* **BRIEF**:
Every line from the one containing "the man's ear" through the end of the listing below goes in the output, exactly and without pictures.

[Dataset records]
* * * * *

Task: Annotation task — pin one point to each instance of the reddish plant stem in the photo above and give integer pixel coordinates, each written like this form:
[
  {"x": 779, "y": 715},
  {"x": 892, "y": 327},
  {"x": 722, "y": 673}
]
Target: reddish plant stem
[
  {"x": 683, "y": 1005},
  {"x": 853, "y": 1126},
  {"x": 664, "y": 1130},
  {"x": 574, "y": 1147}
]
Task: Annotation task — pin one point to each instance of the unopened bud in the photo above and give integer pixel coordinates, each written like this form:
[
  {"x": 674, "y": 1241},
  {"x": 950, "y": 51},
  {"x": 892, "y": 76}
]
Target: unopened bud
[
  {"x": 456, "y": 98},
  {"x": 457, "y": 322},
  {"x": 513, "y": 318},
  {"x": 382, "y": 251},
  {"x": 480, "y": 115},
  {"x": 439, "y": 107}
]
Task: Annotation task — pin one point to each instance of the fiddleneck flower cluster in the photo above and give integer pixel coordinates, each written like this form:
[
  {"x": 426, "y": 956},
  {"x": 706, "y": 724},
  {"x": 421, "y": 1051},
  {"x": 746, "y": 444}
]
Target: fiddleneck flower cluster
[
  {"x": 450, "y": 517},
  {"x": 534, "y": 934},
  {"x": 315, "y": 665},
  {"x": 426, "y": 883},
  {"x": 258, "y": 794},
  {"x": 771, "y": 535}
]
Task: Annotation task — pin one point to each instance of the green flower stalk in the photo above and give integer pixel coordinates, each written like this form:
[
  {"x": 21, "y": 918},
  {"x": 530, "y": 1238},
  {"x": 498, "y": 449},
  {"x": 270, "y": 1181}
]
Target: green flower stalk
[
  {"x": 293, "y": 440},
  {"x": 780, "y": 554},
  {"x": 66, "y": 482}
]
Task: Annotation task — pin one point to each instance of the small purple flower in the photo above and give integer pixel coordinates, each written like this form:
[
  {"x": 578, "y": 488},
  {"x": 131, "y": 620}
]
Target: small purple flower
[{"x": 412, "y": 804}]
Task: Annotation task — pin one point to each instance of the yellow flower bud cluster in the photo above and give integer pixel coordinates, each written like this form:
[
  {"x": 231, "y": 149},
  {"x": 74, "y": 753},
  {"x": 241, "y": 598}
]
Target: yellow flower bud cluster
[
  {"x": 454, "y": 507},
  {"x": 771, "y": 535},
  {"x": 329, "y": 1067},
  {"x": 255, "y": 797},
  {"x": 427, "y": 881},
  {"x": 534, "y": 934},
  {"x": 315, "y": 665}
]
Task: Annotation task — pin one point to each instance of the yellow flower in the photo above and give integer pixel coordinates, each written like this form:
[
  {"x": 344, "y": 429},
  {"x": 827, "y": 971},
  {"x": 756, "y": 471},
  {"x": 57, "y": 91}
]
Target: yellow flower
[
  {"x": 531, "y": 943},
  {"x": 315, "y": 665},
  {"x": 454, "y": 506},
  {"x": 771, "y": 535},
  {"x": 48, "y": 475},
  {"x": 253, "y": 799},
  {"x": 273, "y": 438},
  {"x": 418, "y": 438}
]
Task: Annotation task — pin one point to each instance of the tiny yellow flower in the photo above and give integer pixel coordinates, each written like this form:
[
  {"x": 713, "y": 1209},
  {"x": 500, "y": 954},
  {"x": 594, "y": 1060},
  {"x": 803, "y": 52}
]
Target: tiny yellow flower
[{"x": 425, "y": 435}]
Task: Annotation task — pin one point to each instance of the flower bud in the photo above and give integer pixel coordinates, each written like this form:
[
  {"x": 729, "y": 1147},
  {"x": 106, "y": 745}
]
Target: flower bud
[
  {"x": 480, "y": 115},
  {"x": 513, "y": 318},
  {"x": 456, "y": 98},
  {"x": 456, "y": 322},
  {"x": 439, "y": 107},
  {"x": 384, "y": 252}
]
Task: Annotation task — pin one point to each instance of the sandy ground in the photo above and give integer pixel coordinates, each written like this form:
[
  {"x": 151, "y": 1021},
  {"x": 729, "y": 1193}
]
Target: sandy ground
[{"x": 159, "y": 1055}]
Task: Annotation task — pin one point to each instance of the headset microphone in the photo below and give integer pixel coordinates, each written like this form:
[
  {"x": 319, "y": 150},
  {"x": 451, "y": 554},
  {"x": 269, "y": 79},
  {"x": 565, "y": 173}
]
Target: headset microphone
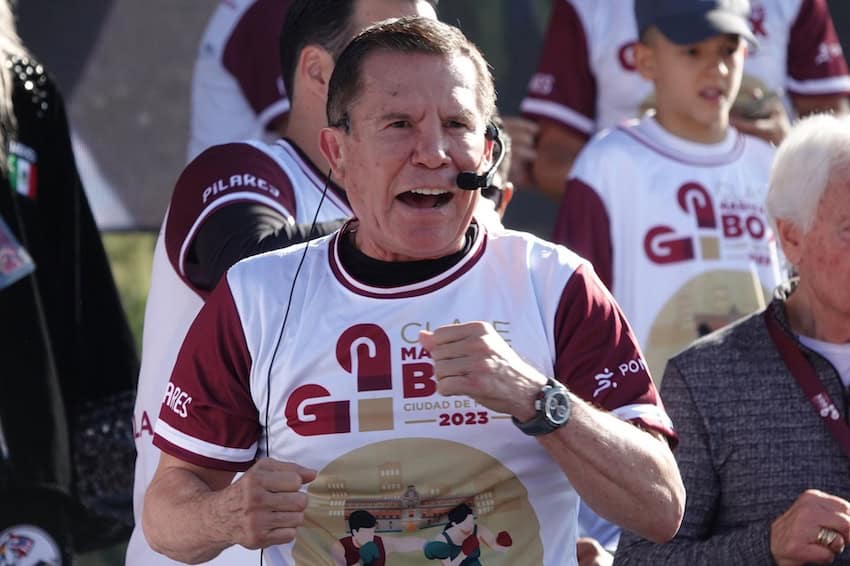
[{"x": 470, "y": 180}]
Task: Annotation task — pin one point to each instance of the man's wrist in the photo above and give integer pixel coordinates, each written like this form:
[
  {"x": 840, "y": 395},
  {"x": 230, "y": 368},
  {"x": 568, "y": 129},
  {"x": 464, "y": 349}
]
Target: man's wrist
[{"x": 552, "y": 409}]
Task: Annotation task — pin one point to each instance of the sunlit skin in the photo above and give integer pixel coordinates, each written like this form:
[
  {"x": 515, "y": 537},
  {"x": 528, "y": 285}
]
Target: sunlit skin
[
  {"x": 820, "y": 306},
  {"x": 695, "y": 85},
  {"x": 416, "y": 124}
]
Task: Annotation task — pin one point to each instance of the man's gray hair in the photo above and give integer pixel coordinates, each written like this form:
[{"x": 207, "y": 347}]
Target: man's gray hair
[{"x": 815, "y": 153}]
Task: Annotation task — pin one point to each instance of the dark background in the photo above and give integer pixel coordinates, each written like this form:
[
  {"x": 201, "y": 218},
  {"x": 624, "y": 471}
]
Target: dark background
[{"x": 125, "y": 67}]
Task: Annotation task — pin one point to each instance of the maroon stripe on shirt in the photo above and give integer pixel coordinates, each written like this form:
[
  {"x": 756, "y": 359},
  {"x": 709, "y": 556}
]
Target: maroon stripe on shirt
[
  {"x": 213, "y": 371},
  {"x": 595, "y": 345}
]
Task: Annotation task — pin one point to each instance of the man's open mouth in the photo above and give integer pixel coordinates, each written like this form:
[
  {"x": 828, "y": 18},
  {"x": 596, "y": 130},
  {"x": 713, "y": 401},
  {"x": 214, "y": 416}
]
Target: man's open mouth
[{"x": 426, "y": 198}]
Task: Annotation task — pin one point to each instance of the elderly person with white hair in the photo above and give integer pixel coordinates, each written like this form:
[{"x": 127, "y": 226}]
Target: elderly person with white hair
[{"x": 761, "y": 406}]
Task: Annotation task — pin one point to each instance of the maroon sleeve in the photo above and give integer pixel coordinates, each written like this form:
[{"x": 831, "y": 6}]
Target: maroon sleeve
[
  {"x": 598, "y": 357},
  {"x": 814, "y": 51},
  {"x": 252, "y": 55},
  {"x": 221, "y": 175},
  {"x": 583, "y": 226},
  {"x": 208, "y": 416},
  {"x": 563, "y": 89}
]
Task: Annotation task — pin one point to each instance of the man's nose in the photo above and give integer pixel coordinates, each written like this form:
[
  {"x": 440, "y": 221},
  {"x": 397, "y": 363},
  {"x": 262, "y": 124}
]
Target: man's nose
[
  {"x": 720, "y": 67},
  {"x": 431, "y": 148}
]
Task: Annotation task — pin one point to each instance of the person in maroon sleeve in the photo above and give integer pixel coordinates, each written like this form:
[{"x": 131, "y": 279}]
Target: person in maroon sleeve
[
  {"x": 587, "y": 80},
  {"x": 237, "y": 87},
  {"x": 411, "y": 352},
  {"x": 239, "y": 199}
]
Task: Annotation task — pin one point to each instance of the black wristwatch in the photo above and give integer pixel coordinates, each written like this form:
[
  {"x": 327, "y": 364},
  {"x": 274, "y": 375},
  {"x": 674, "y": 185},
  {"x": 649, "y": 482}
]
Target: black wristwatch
[{"x": 553, "y": 410}]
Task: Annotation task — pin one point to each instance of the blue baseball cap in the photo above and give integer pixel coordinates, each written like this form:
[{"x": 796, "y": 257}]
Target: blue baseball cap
[{"x": 691, "y": 21}]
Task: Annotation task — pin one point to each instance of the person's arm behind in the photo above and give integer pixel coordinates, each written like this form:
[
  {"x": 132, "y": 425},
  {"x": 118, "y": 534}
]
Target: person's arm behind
[
  {"x": 192, "y": 514},
  {"x": 241, "y": 230}
]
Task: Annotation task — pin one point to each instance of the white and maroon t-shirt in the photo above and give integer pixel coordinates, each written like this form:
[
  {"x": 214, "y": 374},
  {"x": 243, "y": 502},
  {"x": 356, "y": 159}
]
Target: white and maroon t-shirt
[
  {"x": 586, "y": 78},
  {"x": 275, "y": 175},
  {"x": 676, "y": 229},
  {"x": 237, "y": 87},
  {"x": 353, "y": 393}
]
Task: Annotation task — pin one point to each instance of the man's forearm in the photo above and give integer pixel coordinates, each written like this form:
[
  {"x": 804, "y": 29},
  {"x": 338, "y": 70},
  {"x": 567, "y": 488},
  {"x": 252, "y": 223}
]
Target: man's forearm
[
  {"x": 183, "y": 519},
  {"x": 623, "y": 473}
]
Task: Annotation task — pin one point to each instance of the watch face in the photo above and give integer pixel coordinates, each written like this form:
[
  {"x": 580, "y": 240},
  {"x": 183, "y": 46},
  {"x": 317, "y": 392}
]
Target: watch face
[{"x": 558, "y": 408}]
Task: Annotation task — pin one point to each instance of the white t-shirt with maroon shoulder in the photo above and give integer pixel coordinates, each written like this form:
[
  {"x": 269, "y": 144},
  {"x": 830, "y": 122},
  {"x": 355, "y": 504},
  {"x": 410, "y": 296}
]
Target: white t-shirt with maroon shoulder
[
  {"x": 353, "y": 395},
  {"x": 276, "y": 175},
  {"x": 586, "y": 78},
  {"x": 237, "y": 87},
  {"x": 676, "y": 229}
]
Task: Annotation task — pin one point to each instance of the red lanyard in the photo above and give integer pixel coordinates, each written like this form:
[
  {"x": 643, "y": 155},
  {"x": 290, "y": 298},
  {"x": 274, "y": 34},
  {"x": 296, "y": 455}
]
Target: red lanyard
[{"x": 812, "y": 387}]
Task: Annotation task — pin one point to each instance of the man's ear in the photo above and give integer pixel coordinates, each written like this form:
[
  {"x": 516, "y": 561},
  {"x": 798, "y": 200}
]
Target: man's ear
[
  {"x": 315, "y": 66},
  {"x": 330, "y": 144},
  {"x": 507, "y": 195},
  {"x": 791, "y": 239},
  {"x": 645, "y": 61}
]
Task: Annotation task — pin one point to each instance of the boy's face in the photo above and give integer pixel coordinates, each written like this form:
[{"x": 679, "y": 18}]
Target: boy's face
[{"x": 695, "y": 85}]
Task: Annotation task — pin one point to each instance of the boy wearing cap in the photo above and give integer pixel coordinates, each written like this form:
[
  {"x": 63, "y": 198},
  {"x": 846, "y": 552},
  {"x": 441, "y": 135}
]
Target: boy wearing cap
[{"x": 669, "y": 209}]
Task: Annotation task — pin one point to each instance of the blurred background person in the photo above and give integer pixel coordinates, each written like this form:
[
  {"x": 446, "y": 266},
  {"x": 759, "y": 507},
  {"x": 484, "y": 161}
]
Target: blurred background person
[
  {"x": 587, "y": 79},
  {"x": 761, "y": 405},
  {"x": 237, "y": 87},
  {"x": 69, "y": 361}
]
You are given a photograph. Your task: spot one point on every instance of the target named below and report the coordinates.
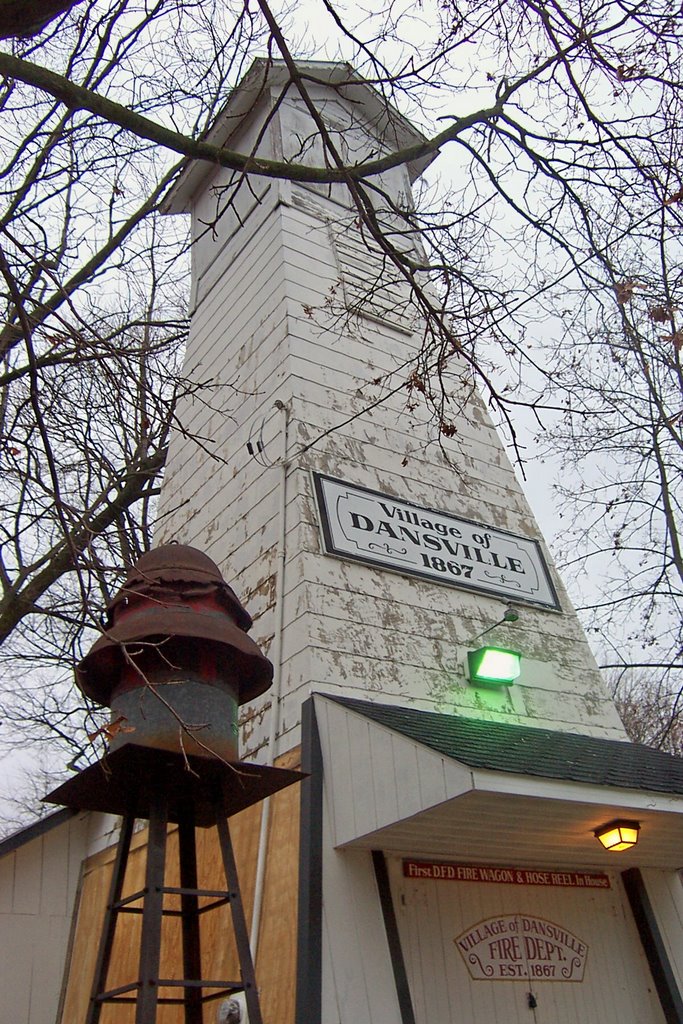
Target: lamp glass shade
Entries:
(619, 835)
(494, 665)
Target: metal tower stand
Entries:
(163, 787)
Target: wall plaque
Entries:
(375, 528)
(449, 871)
(519, 947)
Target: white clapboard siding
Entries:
(273, 287)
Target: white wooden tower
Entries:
(449, 869)
(293, 318)
(441, 865)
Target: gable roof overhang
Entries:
(422, 783)
(265, 75)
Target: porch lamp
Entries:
(619, 835)
(494, 665)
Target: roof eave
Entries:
(265, 75)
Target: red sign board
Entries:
(447, 871)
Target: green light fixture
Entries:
(494, 666)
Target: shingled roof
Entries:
(523, 751)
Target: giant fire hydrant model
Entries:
(173, 664)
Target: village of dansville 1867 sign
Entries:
(519, 947)
(372, 527)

* * * * *

* **THE RESPONSE**:
Task: Annotation task — pin one point to each instance of the man's ear in the photo above and give integer pixel coordinates, each written like this form:
[
  {"x": 516, "y": 561},
  {"x": 798, "y": 200}
]
Target: man's ear
[
  {"x": 315, "y": 66},
  {"x": 330, "y": 144},
  {"x": 507, "y": 195},
  {"x": 791, "y": 239},
  {"x": 645, "y": 61}
]
Task: Annotation task — pin one point to each instance of the boy's face in the photo above and give integer pixel coordinates, each written like this form:
[{"x": 679, "y": 18}]
Target: boy's face
[{"x": 695, "y": 85}]
Task: Annotation task — pin one point to each instance of the boy wearing cap in the photo above and give integer pixel coordinates, each written like this form:
[
  {"x": 63, "y": 198},
  {"x": 846, "y": 552},
  {"x": 441, "y": 135}
]
Target: boy wearing cap
[{"x": 669, "y": 209}]
Task: Annotation task — pin one point to each instance of the blurred background person in the photo above and give integer pixel coordinates, each written like this form:
[
  {"x": 446, "y": 266},
  {"x": 759, "y": 507},
  {"x": 484, "y": 161}
]
Target: blurred background person
[
  {"x": 587, "y": 79},
  {"x": 761, "y": 405},
  {"x": 237, "y": 87},
  {"x": 69, "y": 361}
]
You are given a photograph. Your task: spot one point on every instance of the target named below and report the coordinates.
Target: lamp glass shade
Entries:
(619, 835)
(494, 665)
Target: metal tower stand
Entries:
(163, 787)
Target: wall plaque
Entries:
(375, 528)
(449, 871)
(519, 947)
Target: white clapboard siding
Entries:
(273, 287)
Target: white wooden tower
Entries:
(449, 869)
(293, 318)
(441, 865)
Target: gable roof overhang
Entries:
(422, 783)
(265, 75)
Target: porch lamp
Entries:
(619, 835)
(494, 665)
Target: roof eave
Entries:
(265, 75)
Target: red sign board
Entries:
(447, 871)
Target: green light fixture
Entries:
(494, 666)
Target: shingled roof
Entries:
(523, 751)
Target: giant fire hydrant model
Entries:
(173, 664)
Target: village of dansville 1867 sign
Entries:
(519, 947)
(372, 527)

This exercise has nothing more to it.